State how many lines in the rows below contain the word "orange". Give only the number.

#####

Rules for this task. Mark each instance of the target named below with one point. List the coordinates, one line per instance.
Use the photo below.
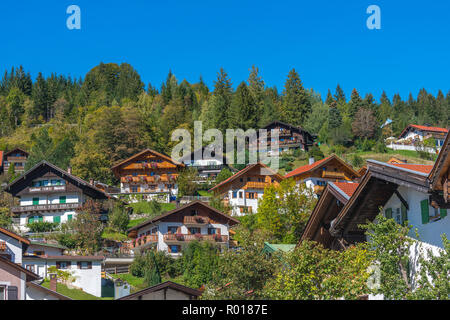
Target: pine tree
(296, 104)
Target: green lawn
(74, 294)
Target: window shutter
(425, 211)
(404, 213)
(12, 293)
(388, 213)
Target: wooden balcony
(48, 189)
(319, 189)
(334, 175)
(178, 238)
(195, 220)
(144, 241)
(46, 207)
(255, 185)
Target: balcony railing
(333, 175)
(141, 241)
(46, 207)
(49, 189)
(195, 220)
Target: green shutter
(425, 211)
(388, 213)
(404, 213)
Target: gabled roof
(161, 286)
(16, 149)
(424, 128)
(20, 183)
(347, 188)
(143, 152)
(232, 220)
(15, 236)
(317, 164)
(47, 291)
(30, 275)
(243, 171)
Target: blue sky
(326, 41)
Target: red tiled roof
(425, 128)
(238, 174)
(306, 168)
(347, 187)
(423, 168)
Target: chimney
(53, 282)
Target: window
(172, 229)
(85, 265)
(63, 264)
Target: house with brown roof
(317, 174)
(149, 174)
(243, 189)
(165, 291)
(17, 157)
(173, 230)
(48, 193)
(413, 136)
(16, 281)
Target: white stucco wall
(430, 232)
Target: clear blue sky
(326, 41)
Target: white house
(173, 230)
(86, 270)
(243, 190)
(48, 193)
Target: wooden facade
(147, 172)
(289, 137)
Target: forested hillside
(111, 114)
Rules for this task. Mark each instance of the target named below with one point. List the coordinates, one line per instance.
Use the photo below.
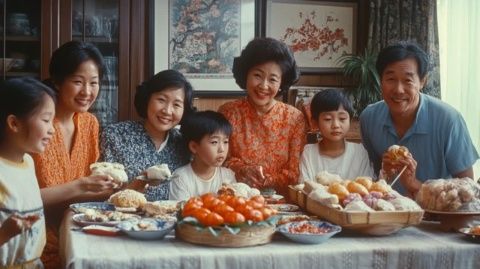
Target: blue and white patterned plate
(137, 229)
(327, 230)
(81, 207)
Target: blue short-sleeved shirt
(438, 139)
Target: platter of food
(226, 220)
(453, 221)
(82, 207)
(98, 217)
(473, 233)
(362, 206)
(146, 229)
(309, 231)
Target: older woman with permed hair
(163, 102)
(268, 135)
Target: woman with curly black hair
(268, 135)
(163, 102)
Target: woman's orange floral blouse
(57, 166)
(273, 140)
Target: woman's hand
(97, 184)
(252, 175)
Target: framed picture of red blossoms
(318, 32)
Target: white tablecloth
(424, 246)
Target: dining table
(423, 246)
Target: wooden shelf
(22, 74)
(23, 38)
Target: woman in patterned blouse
(268, 136)
(162, 101)
(63, 169)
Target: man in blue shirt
(434, 132)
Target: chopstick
(398, 176)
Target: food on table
(115, 170)
(458, 194)
(357, 188)
(215, 210)
(396, 152)
(339, 190)
(360, 194)
(367, 182)
(159, 171)
(93, 215)
(160, 208)
(128, 198)
(238, 189)
(475, 230)
(325, 178)
(292, 218)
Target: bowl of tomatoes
(226, 221)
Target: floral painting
(204, 36)
(318, 33)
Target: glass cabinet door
(20, 45)
(96, 21)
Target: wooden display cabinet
(32, 29)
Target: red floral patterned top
(273, 140)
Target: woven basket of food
(226, 221)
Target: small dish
(309, 231)
(81, 220)
(81, 207)
(471, 236)
(285, 207)
(101, 230)
(146, 229)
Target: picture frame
(204, 50)
(318, 32)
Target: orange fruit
(258, 199)
(211, 203)
(201, 214)
(254, 215)
(234, 218)
(207, 196)
(255, 204)
(213, 219)
(222, 209)
(266, 212)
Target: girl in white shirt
(207, 134)
(331, 112)
(27, 110)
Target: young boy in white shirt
(206, 134)
(331, 112)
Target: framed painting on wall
(201, 38)
(318, 32)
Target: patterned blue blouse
(128, 143)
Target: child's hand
(97, 184)
(15, 224)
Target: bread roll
(396, 152)
(365, 181)
(128, 198)
(159, 171)
(115, 170)
(357, 188)
(339, 190)
(381, 186)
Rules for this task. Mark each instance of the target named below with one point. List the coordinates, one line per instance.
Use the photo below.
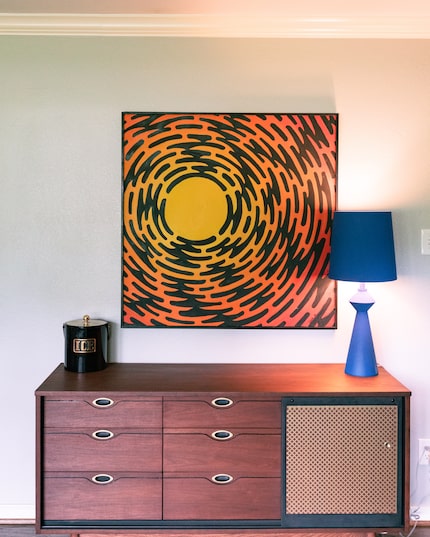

#####

> _TASK SOLUTION_
2